EXERCISE AIM:
Turn every line of the rows below into a Markdown table with the columns No. and Line, numbering the lines in order and skipping blank ones. Leave the pictures out.
[start INFORMATION SUPPLIED]
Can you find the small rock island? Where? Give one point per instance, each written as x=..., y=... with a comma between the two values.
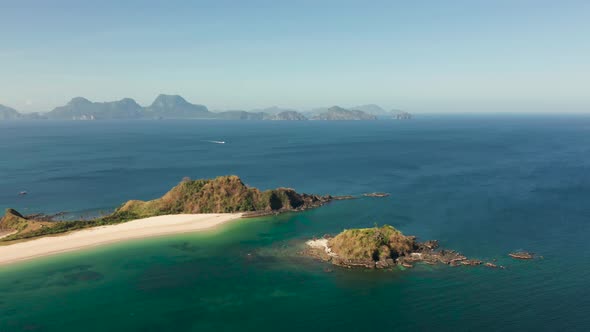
x=382, y=248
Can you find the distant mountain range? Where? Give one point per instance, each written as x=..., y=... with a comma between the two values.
x=176, y=107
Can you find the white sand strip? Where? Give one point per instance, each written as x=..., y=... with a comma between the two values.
x=141, y=228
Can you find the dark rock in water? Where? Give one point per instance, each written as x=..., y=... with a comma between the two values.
x=521, y=255
x=376, y=194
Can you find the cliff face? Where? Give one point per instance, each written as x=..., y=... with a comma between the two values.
x=14, y=221
x=221, y=195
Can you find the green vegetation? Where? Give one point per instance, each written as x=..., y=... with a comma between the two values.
x=225, y=194
x=371, y=244
x=29, y=228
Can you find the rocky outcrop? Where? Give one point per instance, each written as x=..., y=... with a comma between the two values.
x=15, y=222
x=383, y=247
x=376, y=194
x=522, y=255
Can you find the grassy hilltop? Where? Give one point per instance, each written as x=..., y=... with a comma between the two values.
x=224, y=194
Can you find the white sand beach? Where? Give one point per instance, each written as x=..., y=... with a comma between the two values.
x=135, y=229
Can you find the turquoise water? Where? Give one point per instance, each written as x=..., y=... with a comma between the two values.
x=484, y=185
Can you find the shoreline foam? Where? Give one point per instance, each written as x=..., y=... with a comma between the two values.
x=96, y=236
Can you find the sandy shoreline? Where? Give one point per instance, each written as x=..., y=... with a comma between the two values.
x=135, y=229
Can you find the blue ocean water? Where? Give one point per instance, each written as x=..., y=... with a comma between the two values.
x=484, y=185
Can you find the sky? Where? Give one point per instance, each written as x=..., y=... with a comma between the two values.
x=420, y=56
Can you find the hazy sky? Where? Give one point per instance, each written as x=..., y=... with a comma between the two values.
x=422, y=56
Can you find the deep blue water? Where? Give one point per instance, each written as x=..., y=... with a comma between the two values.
x=484, y=185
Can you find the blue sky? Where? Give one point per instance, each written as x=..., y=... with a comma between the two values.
x=422, y=56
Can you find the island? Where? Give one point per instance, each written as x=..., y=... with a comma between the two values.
x=383, y=248
x=190, y=206
x=176, y=107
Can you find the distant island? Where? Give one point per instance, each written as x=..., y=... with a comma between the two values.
x=176, y=107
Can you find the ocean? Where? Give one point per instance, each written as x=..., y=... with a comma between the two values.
x=484, y=185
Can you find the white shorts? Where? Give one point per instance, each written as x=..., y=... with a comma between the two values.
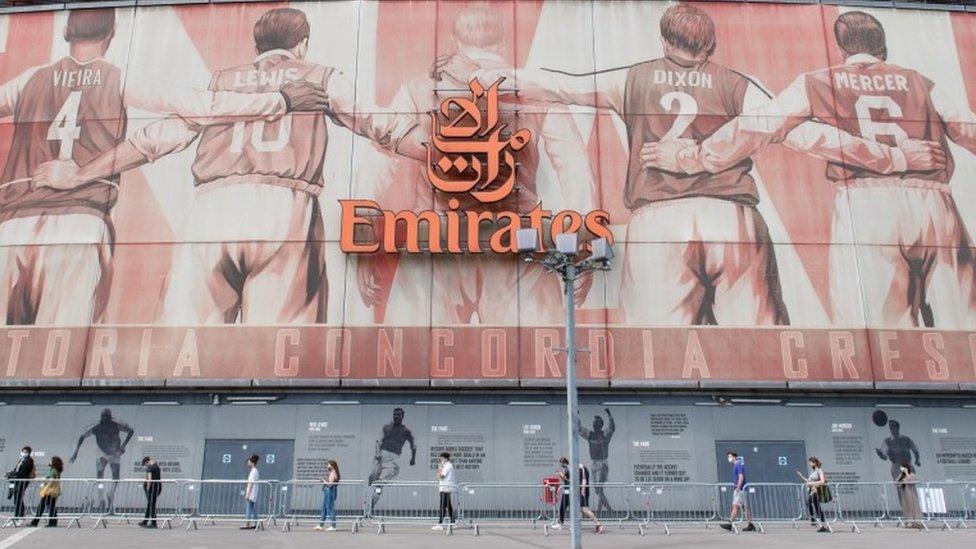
[end INFORMATION SUPPLIED]
TASK SOLUTION:
| No. | Line |
|---|---|
| 1 | Can you find the small rock island? Where? Give one point per instance, each written as x=..., y=... with a comma between the two values. |
| 2 | x=382, y=248 |
| 3 | Can you find the distant mountain range? Where? Give one point per instance, each written as x=..., y=... with a comma between the two values. |
| 4 | x=176, y=107 |
| 5 | Can you find the white sand strip? Where? Give one point per instance, each written as x=..., y=... with a comma between the two values. |
| 6 | x=141, y=228 |
| 7 | Can you find the dark rock in water? Where? Give one point per instance, each written as x=..., y=... with a comma between the two values. |
| 8 | x=521, y=255 |
| 9 | x=376, y=194 |
| 10 | Can you find the cliff face? Where? Give one point per instance, each written as x=..., y=... with a comma between the two values. |
| 11 | x=14, y=221 |
| 12 | x=221, y=195 |
| 13 | Can you find the green vegetation? Where? Give one point per instance, each written as x=..., y=... with a comma between the two values. |
| 14 | x=225, y=194 |
| 15 | x=371, y=244 |
| 16 | x=29, y=228 |
| 17 | Can you find the rocky outcrop? Where? Give one point per instance, each written as x=..., y=... with a comma between the two values. |
| 18 | x=15, y=222 |
| 19 | x=383, y=247 |
| 20 | x=376, y=194 |
| 21 | x=522, y=255 |
| 22 | Can you find the grassy hilltop? Where? Give one point per instance, each written as x=..., y=... with a comma between the two values. |
| 23 | x=224, y=194 |
| 24 | Can you find the white sand beach? Where? Give one point per instance, each written as x=..., y=... with a comma between the two values. |
| 25 | x=135, y=229 |
| 26 | Can you find the turquoise water? Where? Give one point per instance, each written as x=..., y=... with a comma between the two values. |
| 27 | x=484, y=185 |
| 28 | Can you find the shoreline foam? Where? Give one point per instance, each written as x=..., y=... with a comma between the two values. |
| 29 | x=96, y=236 |
| 30 | Can you find the sandy shoreline? Where? Give one point per instance, each written as x=..., y=... with a comma between the two values. |
| 31 | x=135, y=229 |
| 32 | Can you find the blue ocean water? Where? Give one point per instance, each written as x=..., y=... with a comma between the two values. |
| 33 | x=484, y=185 |
| 34 | Can you find the sky? Where? Give one point per instance, each written as x=..., y=... with a comma between the two values. |
| 35 | x=420, y=56 |
| 36 | Can you find the hazy sky? Where? Give one point per instance, each written as x=..., y=... with a comma between the two values. |
| 37 | x=422, y=56 |
| 38 | Can you find the deep blue water? Where? Give one point per instance, each written as x=..., y=... with a comma between the two values. |
| 39 | x=484, y=185 |
| 40 | Can you find the blue sky? Where? Give one point per instance, each written as x=..., y=... with a comma between the two values. |
| 41 | x=422, y=56 |
| 42 | Can you find the island? Where? Give one point per instance, each written as x=..., y=... with a comma between the two values. |
| 43 | x=383, y=248 |
| 44 | x=190, y=206 |
| 45 | x=176, y=107 |
| 46 | Can you find the distant island? Where? Give one point per instance, each written as x=..., y=... with a comma between the two values. |
| 47 | x=176, y=107 |
| 48 | Can you find the ocean? Where? Give one point per instance, each written as x=..., y=... with a comma between the two values. |
| 49 | x=484, y=185 |
| 50 | Can you find the white shorts? Where? Give one point per instance, each written as x=..., y=... with a comma between the two values. |